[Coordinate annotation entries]
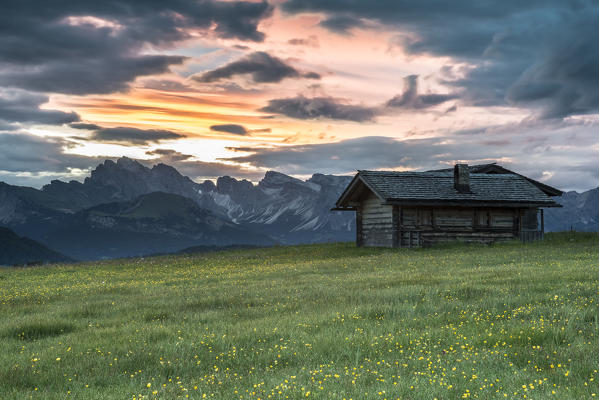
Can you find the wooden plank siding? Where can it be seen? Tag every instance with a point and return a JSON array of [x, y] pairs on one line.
[[377, 222], [398, 226]]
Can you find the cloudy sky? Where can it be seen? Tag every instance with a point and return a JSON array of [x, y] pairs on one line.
[[299, 86]]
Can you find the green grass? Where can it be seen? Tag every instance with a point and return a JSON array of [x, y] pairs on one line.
[[323, 321]]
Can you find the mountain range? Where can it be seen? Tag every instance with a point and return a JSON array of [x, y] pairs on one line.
[[15, 250], [125, 208]]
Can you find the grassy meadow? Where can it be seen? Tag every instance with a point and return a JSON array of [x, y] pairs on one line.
[[322, 321]]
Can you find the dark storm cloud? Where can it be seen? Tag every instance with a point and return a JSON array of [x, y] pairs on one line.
[[100, 46], [320, 107], [538, 54], [301, 107], [558, 153], [260, 66], [19, 106], [23, 152], [133, 135], [230, 128], [411, 99]]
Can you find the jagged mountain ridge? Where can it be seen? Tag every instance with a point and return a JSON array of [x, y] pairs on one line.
[[580, 212], [156, 222], [286, 209]]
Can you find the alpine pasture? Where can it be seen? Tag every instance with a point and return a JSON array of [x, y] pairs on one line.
[[321, 321]]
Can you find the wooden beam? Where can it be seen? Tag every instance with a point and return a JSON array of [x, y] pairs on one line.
[[359, 241], [542, 222], [395, 227]]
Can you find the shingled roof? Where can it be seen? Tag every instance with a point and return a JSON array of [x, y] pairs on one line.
[[437, 188], [494, 168]]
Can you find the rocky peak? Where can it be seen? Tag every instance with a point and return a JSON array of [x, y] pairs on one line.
[[275, 179], [130, 165]]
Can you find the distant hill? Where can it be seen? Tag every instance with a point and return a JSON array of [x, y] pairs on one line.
[[16, 250], [125, 208], [70, 216], [580, 212], [152, 223]]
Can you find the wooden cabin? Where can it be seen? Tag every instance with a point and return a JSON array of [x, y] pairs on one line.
[[482, 203]]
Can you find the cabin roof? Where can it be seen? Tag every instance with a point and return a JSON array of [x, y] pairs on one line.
[[494, 168], [437, 187]]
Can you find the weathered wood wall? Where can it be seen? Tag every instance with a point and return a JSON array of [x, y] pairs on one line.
[[377, 222], [395, 226]]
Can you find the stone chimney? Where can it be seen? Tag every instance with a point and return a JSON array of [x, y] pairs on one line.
[[461, 178]]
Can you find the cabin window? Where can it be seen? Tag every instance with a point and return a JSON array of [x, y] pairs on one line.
[[483, 218], [453, 218], [409, 216], [424, 217], [502, 220]]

> _Task statement_:
Pull out every line of text from the entries above, word for word, and leave the pictures out.

> _Result for this task_:
Can you find the wooden plank siding? Where can it be seen? Tag every instance with a point and return a JSON array of [x, y] pairs on one line.
[[377, 222], [398, 226]]
Can you find the cloudy sky? Where can it be seen? Tag every instance with a point and return a JSON array of [x, y] pairs on one line.
[[299, 86]]
Can you find the green grass? Where can it be seen? Tag every instance with a point and return a JSON array of [x, y] pairs on one line.
[[323, 321]]
Can you find the mountain range? Where can it be seen? Tag every instance with a point and return a JSON array of [x, y] pairs on one line.
[[15, 250], [125, 208]]
Can you find the grassy meadow? Where can it be seen? Tag every instance with a point and return a JSON array of [x, y] pairs on one line.
[[322, 321]]
Can you find the dark storm cloud? Where can it be seen? Tag every instance with a point and return a JSON array of [x, y] pairs on one line.
[[100, 46], [320, 107], [538, 54], [301, 107], [558, 153], [260, 66], [19, 106], [23, 152], [133, 135], [230, 128], [411, 99]]
Can you find the jagged mountain ridge? Where can it be seen? Tag every instance with a point and return a JSON array of [x, y] pairs on one line.
[[580, 212], [156, 222], [286, 209]]
Can you find the alpine pasture? Where can it be seen? Tag every instance with a point and return a JSON array of [x, y] pairs on one line.
[[321, 321]]
Can you find the wooden beam? Where can it be seen? Tag every instance with a point and return a JSON array of [x, y] pairs on one line.
[[359, 241], [542, 222], [395, 227]]
Can you find the shingled roof? Where can it be seen? Tag every instance with a point and return a JSON array of [x, y] pairs on one line.
[[437, 188], [494, 168]]
Can you find the rocky peak? Where can it be seen? Tag every instance with a point and return a JSON array of [x, y] pairs on one line.
[[275, 179], [130, 165]]
Can you find the distant hill? Where can it be seen? Tag every instance with a point and return a JSON array of [x, y] pairs on one line.
[[16, 250], [125, 208], [70, 216], [580, 212], [152, 223]]
Can you find the wooden cabin? Where can it be seen? Tag every instance with a point and return a JSON array of [x, y] pairs on one line.
[[482, 203]]
Can you find the cabin roof? Where can it be seen? Tag every instance with a point and return a JSON array of [x, y] pairs on one line.
[[494, 168], [437, 187]]
Can you find the weathered wood wall? Where can it be seen? Tag every instance with a point and return a JSON array of [x, y] pairs on one line.
[[377, 222], [395, 226]]
Can you find the stone chimney? Where can it be seen? Tag every instance with a point and return a JSON array of [x, y] pairs on one line.
[[461, 178]]
Can you find the cabin window? Where can it be seen? Tag every instance with a point and return a JSON array of [x, y] pairs on one line.
[[483, 218], [453, 218], [409, 216], [424, 217], [502, 220]]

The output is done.